Melbourne AWS Programming and Tools Meetup AWS Lambda Powertools for Python Wednesday, 9 February 9th, 6:00 pm AEDT
Michael Walmsley, a Serverless Architect from MyWizard AiOps at Accenture, will present a workshop introducing the AWS Lambda Powertools for Python. The workshop will cover the core utilities provided by the Powertools open source library and showcase the improved developer experience and cleaner code when using it to create your lambda projects!
Read more and sign up here.
AWS HPC Speeds and Feeds February 9, 2022 | 8:30AM - 10:00AM PST
Over the past year, AWS HPC has introduced a host of new HPC products and services (many of them using open source technologies and project) to help today’s scientists, engineers and researchers to run their workloads at scale for less cost and faster. Join us to hear directly from the engineers to learn more about the latest and greatest innovations from AWS HPC. To find out more about the talks, read the blog post Join us for our HPC “Speeds n’ Feeds” to find out more, and use this link to register.
Cloud DevSecOps with Bridgecrew and Terraform Thursday, February 10th at 2pm GMT
From scanning infrastructure as code (IaC) for security misconfigurations to implementing automated DevSecOps workflows, this workshop will provide a hands-on experience to automate your cloud security.
Read more and register, AWS Dev Day Cloud DevSecOps with Bridgecrew and Terraform
HashiTalks 2022 Thursday, Feb 17th
The 24-hour HashiTalks is back for its fourth edition on Thursday, February 17. Tune-in to hear from and learn with fellow practitioners.
Find your local chapter, find more details and register here.
OpenSearch Every Tuesday, 3pm GMT
This regular meet-up is for anyone interested in OpenSearch & Open Distro. All skill levels are welcome and they cover and welcome talks on topics including: search, logging, log analytics, and data visualisation.

--

Work to do:
**1.** Please translate this sentence from the meetup announcements above into Spanish: "From scanning infrastructure as code (IaC) for security misconfigurations to implementing automated DevSecOps workflows, this workshop will provide a hands-on experience to automate your cloud security."
**2.** Carry the meetup announcements above forward, beginning after their final sentence.

Data extract:

--

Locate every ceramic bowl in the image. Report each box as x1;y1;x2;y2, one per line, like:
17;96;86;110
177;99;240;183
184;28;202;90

--

Answers to the problems:
**1.** Desde el escaneo de la infraestructura como código (IaC) en busca de configuraciones de seguridad incorrectas hasta la implementación de flujos de trabajo automatizados de DevSecOps, este taller ofrecerá una experiencia práctica para automatizar la seguridad de su nube.

**2.**
Sign up to the next session, OpenSearch Community Meeting - Feb2022
GitOpsCon Europe May 17th, Valencia Spain
GitOpsCon Europe is designed to foster collaboration, discussion, and knowledge sharing on GitOps. This event is aimed at audiences that are new to GitOps as well as those currently using GitOps within their organisation. Get connected with others that are passionate about GitOps. Learn from practitioners about pitfalls to avoid, hurdles to jump, and how to adopt GitOps in your cloud native environment.
The event is vendor-neutral and is being organised by the CNCF GitOps Working Group. Topics include getting started with GitOps, scaling and managing GitOps, lessons learned from production deployments, technical sessions, and thought leadership.
Read more about this from the official page here.
CFP
GitOpsCon CFP closes Feb, 14th
GitOpsCon Europe (#GitOpsCon) is designed to foster collaboration, discussion, and knowledge sharing on GitOps. This event is aimed at audiences that are new to GitOps as well as those currently using GitOps within their organization. Get connected with others that are passionate about GitOps. Learn from practitioners about pitfalls to avoid, hurdles to jump, and how to adopt GitOps in your cloud native environment.
The CFP is now open, and you can read more about, and submit your own session here.
Apache Airflow CFP closes March, 14th A heads up to folks who are interested in all things Apache Airflow. Apache Airflow Summit 2022 has been announced and the call for papers (cfp) is now open. The bar for sessions is always very high, so looking forward to this event already.
If you have an idea for a talk, why not submit one via the cfp process. Check out the event, Apache Airflow Summit 2022
If you maybe have wanted to do a session, then I am very happy to help with feedback or coaching to help you feel more comfortable in creating and/or delivering your session. If this something that has been on your mind, but you just needed a little support, PLEASE get in touch.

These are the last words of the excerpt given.